## DOCUMENT TEXT
__________________________________________________

MHB What is the Intuition Behind Integral Over in Commutative Algebra?

[A.Magnus]

Could somebody write me the intuition behind the concept of "Integral Over"? Please do not write me its formal definition, I can easily get it from textbook. What I am also looking for is its motivation behind it. Please give me also examples.

For your convenience, the formal definition according to Wikipedia goes like this:

In commutative algebra, an element $b$ of a commutative ring $B$ is said to be integral over $A$, a subring of $B$, if there are $n ≥ 1$ and $a_{j}\ in A$ such that

$$b^{n}+a_{n-1}b^{n-1}+\cdots +a_{1}b+a_{0}=0.$$

That is to say, $b$ is a root of a monic polynomial over $A$. If every element of $B$ is integral over $A$, then it is said that $B$ is integral over $A$, or equivalently $B$ is an integral extension of $A$.​

I understand that plain simple English definition runs the risk of imprecision; I will take it as working definition only to be improved as I progress along. Thank you for your times and gracious helping hand.

__________________________________________________

## INFORMATION GIVEN
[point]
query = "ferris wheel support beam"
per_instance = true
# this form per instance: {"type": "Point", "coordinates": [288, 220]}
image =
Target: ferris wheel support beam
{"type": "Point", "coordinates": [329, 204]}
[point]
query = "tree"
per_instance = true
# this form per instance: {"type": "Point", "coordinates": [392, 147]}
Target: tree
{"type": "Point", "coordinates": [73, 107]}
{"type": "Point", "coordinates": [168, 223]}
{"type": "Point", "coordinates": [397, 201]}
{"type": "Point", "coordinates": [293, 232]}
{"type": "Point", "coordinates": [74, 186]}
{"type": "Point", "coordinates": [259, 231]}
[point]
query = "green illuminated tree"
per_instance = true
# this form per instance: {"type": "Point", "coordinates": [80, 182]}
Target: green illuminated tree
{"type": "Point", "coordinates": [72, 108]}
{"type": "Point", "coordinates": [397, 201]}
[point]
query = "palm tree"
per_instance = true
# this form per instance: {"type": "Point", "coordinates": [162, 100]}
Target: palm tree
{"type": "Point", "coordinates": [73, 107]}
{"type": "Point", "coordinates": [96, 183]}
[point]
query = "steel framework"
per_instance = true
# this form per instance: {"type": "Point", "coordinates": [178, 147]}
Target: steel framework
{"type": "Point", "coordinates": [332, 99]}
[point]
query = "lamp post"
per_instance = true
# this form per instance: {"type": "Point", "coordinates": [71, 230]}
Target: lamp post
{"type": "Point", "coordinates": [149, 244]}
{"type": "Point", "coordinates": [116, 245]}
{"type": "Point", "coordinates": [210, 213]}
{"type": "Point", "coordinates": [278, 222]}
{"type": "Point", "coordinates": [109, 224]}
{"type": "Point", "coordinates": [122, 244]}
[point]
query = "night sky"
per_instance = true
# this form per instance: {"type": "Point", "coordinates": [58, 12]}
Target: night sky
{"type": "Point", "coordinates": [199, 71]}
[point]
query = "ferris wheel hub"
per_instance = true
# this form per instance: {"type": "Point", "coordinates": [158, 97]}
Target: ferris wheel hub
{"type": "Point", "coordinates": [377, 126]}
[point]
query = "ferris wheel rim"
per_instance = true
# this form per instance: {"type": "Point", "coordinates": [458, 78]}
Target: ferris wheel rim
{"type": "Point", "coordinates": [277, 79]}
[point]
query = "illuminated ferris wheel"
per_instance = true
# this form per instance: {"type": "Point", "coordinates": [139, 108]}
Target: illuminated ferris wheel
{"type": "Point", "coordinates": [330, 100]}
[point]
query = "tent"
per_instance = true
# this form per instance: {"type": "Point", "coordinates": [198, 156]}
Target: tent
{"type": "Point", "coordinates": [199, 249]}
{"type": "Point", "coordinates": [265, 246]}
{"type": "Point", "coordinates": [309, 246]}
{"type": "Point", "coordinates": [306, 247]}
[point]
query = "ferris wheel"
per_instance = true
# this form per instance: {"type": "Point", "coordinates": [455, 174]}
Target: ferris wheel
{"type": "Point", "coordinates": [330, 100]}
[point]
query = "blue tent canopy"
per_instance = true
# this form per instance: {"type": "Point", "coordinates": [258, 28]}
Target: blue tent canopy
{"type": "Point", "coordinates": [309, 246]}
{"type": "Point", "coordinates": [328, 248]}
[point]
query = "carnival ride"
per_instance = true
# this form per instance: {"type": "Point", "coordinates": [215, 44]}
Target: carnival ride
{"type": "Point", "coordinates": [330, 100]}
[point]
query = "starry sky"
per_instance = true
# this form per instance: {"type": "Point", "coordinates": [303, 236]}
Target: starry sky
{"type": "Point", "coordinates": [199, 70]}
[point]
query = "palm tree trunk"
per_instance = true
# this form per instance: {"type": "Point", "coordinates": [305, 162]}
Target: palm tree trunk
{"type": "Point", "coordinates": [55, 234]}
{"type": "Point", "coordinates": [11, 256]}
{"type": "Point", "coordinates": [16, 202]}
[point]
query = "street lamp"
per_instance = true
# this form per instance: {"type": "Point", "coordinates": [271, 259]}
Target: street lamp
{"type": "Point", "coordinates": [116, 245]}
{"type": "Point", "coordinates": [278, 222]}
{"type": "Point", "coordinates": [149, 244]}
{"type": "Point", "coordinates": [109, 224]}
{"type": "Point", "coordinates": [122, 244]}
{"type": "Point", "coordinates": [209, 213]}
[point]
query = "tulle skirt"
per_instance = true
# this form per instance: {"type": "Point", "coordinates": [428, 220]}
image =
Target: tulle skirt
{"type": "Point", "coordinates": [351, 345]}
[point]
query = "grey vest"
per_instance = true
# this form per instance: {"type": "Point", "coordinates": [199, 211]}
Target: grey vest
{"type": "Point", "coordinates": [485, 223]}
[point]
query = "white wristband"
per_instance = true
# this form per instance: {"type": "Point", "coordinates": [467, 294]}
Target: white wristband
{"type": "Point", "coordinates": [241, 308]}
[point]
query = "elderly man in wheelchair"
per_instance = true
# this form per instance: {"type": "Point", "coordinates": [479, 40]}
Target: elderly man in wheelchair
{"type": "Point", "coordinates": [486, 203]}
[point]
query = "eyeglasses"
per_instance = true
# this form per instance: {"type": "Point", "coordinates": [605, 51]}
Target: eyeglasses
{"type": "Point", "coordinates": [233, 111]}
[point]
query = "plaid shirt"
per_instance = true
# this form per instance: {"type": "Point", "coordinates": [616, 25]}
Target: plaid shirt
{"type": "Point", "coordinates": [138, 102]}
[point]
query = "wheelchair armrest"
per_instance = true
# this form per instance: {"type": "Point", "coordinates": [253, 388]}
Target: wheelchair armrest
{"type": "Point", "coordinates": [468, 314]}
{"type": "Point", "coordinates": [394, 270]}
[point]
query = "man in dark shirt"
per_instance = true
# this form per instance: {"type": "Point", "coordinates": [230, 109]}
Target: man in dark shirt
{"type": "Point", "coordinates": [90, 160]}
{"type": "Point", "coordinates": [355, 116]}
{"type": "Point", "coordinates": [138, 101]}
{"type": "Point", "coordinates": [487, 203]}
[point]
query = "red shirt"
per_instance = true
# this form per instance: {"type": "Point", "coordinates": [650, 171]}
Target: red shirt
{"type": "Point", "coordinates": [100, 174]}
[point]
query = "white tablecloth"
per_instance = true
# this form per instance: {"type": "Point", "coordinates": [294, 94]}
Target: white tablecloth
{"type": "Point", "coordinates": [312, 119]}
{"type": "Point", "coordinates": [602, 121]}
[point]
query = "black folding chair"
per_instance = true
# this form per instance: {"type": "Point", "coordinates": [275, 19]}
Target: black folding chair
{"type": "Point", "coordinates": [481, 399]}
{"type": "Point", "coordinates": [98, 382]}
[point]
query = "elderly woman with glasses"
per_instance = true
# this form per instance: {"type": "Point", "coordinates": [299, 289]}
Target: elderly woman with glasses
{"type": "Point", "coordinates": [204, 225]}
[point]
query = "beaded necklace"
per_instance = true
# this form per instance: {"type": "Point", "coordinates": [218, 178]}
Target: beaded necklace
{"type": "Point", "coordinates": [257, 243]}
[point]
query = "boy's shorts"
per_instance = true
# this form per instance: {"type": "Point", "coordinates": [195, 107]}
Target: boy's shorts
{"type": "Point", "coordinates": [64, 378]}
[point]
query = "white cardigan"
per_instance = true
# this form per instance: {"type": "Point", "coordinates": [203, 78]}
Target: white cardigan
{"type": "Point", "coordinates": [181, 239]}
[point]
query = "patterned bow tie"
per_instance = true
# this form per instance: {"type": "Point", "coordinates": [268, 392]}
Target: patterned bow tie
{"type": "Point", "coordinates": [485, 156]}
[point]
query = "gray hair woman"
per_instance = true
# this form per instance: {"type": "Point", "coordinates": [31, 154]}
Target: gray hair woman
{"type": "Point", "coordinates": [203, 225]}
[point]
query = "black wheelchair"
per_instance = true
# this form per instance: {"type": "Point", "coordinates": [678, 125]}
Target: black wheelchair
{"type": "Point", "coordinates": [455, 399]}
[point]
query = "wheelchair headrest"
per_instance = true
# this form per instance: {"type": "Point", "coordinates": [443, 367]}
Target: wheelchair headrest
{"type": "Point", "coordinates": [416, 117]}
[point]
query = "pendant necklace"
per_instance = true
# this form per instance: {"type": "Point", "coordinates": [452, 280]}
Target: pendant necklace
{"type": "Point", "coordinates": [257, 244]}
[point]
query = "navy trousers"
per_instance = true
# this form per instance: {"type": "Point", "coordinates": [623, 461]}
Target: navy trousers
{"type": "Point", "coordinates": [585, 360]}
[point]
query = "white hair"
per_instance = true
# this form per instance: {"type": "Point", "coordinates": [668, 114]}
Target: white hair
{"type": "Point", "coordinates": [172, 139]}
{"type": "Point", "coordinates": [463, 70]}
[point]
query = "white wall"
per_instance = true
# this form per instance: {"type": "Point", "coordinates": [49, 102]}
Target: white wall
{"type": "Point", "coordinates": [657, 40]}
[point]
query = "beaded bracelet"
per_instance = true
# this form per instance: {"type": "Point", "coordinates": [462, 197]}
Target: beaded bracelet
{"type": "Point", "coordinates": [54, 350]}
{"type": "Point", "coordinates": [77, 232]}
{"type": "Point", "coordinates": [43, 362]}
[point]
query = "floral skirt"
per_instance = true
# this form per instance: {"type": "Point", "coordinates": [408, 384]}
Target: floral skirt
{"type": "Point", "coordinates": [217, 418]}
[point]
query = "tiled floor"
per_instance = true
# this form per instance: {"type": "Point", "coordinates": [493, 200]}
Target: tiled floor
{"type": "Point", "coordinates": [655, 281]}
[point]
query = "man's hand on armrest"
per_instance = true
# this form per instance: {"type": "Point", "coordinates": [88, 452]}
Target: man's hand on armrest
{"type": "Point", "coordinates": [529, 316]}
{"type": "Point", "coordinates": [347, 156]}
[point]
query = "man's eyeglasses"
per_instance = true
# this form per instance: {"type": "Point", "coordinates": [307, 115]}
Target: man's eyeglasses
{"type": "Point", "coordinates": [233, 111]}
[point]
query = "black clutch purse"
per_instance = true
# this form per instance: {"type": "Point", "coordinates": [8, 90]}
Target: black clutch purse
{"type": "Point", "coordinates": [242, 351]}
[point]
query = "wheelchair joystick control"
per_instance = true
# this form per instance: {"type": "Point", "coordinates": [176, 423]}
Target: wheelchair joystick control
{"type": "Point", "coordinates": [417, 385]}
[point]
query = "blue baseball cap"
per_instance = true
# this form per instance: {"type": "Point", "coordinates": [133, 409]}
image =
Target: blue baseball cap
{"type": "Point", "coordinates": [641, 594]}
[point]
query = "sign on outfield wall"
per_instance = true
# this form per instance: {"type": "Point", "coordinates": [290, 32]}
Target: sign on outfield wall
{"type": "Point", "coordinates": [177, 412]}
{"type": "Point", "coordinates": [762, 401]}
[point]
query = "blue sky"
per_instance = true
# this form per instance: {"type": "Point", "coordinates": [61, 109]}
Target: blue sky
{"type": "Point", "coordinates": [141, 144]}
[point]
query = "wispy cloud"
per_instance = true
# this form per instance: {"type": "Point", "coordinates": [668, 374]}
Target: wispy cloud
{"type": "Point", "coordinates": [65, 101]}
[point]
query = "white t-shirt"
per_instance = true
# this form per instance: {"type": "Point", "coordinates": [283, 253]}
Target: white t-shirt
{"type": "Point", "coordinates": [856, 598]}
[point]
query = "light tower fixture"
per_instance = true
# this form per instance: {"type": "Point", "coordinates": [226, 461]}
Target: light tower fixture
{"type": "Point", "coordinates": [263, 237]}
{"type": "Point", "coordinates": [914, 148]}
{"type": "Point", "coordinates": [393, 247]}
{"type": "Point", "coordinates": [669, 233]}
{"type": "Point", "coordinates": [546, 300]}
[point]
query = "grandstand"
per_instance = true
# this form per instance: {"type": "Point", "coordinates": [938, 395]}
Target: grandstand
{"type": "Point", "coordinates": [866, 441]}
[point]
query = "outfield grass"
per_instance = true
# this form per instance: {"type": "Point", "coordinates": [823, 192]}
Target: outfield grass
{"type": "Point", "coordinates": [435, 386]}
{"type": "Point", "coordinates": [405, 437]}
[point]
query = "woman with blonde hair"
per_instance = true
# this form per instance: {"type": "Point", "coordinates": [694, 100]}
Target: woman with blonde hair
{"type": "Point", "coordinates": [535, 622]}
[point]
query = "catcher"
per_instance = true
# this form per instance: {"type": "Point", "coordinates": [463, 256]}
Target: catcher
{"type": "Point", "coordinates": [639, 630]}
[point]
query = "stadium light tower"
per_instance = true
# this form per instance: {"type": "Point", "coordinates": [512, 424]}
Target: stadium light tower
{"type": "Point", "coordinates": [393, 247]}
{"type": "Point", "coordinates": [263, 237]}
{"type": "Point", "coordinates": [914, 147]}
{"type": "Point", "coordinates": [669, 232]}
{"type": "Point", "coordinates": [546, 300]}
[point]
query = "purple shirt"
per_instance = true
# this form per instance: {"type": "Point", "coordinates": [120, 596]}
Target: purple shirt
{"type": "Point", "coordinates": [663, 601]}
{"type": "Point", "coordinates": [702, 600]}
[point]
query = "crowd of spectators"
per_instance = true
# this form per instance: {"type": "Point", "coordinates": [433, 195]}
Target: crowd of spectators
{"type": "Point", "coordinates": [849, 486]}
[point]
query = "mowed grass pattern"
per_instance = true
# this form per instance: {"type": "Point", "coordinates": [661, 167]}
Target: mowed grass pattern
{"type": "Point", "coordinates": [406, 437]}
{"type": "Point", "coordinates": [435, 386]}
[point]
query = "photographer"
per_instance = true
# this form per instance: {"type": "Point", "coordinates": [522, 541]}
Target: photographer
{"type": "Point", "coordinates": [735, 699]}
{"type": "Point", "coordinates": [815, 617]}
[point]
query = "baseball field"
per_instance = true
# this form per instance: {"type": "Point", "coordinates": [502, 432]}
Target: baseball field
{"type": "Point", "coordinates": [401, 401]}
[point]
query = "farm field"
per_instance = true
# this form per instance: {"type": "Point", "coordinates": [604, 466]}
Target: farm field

__________________________________________________

Return the part of the forum post about integral over that runs from "For your convenience, the" up to and including "gracious helping hand.", copied word for word.

For your convenience, the formal definition according to Wikipedia goes like this:

In commutative algebra, an element $b$ of a commutative ring $B$ is said to be integral over $A$, a subring of $B$, if there are $n ≥ 1$ and $a_{j}\ in A$ such that

$$b^{n}+a_{n-1}b^{n-1}+\cdots +a_{1}b+a_{0}=0.$$

That is to say, $b$ is a root of a monic polynomial over $A$. If every element of $B$ is integral over $A$, then it is said that $B$ is integral over $A$, or equivalently $B$ is an integral extension of $A$.​

I understand that plain simple English definition runs the risk of imprecision; I will take it as working definition only to be improved as I progress along. Thank you for your times and gracious helping hand.